Textausschnitt:

-- -- --

Der Firmensitz, ein Ziegelsteingebäude, wurde an der Ulica Złota 68 im heutigen Innenstadtdistrikt Warschaus errichtet.[7] Zwei an der Straße liegende, miteinander verbundene Gebäude (zwei- und dreigeschossig) verfügten über eine gleichmäßig gegliederte, harmonische Fassade mit je zehn Fensterachsen. Die oben gerundeten Fenster verfügten über ebenfalls gerundete Bekrönungen. Gesimse und Lisenen gliederten die Fassade außerdem horizontal sowie vertikal.

Die Fabrik stellte am Anfang Dampfmaschinen für Sägewerke und Getreidemühlen her. Später entstanden vorwiegend technische Ausrüstungen für Zuckerfabriken und Ölmühlen.[2] Nach damaligen Firmenangaben wurden 155 Zuckerfabriken ausgerüstet (63 im Königreich Polen, 91 in Russland und eine in Österreich-Ungarn). Daneben wurden auch Lokomobile, Gasmotoren oder Benzin-Spiritus-Motoren für andere Zwecke gebaut.[1] Zur Jahrhundertwende wurden bereits rund 500 Arbeiter in der Fabrik beschäftigt; dazu kamen noch Ingenieure, Büroangestellte und Vertreter. 1906 wurden drei Pumpanlagen der Firma in das Lindley-Wasserleitungssystem der Stadt Warschau eingebaut.[8] 1909 erfolgte die Umwandlung in eine Aktiengesellschaft (Towarzystwo Akcyjne Fabryki Maszyn i Odlewni „Orthwein, Karasiński i S-ka“). Das Stammkapital betrug 1,4 Millionen Złoty.[3] In Kiew wurde eine Vertretung unterhalten.[1]

Beim Abzug der russischen Truppen aus Warschau im Ersten Weltkrieg, demontierten diese 1915 das Werk und steckten es in Brand – wie auch viele andere Fabriken der Gegend (z. B. der Stara Papiernia im heutigen Konstancin-Jeziorna).[9]

Nach dem Krieg wurden die weitgehend zerstörten Fabrikgebäude in der Złota nicht mehr bezogen. Stattdessen wurde eine bereits vorhandene Anlage im damaligen Warschauer Vorort Włochy ausgebaut. Dort befand sich das ebenfalls im Krieg teilweise zerstörte Walzwerk Towarzystwo Akcyjne Walcowni „Włochy“ (vormals Towarzystwo Akcyjne Fabryki Łopat Żelaznych) des Unternehmers Stanisław Lubomirski, der dieses Unternehmen 1921 mit „Orthwein i Karasiński“[10] sowie einer Maschinenfabrik im Krakauer Vorort Borek Fałęcki (deren vormaliger Eigentümer die Warschauer „Tehate“ Towarzystwo dla Handlu, Przemysłu i Rolnictwa Spółka Akcyjna war) fusionierte. Die Verhandlungen zur Verschmelzung der beiden Unternehmen waren nach dem Kriege unter der Leitung von Edward Orthwein geführt worden. In Włochy wurde auf rund 20 Hektar Grundfläche eine moderne Produktionsstätte mit eigenem Elektrizitätswerk, Fernheizungssystem sowie Eisenbahnanschluss errichtet.

-- -- --

Aufgelistete Einträge:
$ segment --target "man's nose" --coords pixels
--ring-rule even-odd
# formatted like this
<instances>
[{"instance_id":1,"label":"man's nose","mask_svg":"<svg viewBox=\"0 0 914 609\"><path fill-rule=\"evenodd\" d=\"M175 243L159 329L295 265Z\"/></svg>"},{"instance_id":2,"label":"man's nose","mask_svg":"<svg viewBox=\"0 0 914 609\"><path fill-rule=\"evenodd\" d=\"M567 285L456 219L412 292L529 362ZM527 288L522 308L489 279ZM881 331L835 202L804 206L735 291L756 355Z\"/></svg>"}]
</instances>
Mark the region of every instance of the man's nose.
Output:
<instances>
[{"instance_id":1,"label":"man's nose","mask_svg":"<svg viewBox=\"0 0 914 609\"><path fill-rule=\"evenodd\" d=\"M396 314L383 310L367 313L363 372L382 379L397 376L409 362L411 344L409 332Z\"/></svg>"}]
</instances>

-- -- --

Aufgabenstellung:
Wie hoch war laut dem Textausschnitt das Stammkapital, als das Unternehmen 1909 in eine Aktiengesellschaft umgewandelt wurde?

Lösung:
Das Stammkapital betrug 1,4 Millionen Złoty.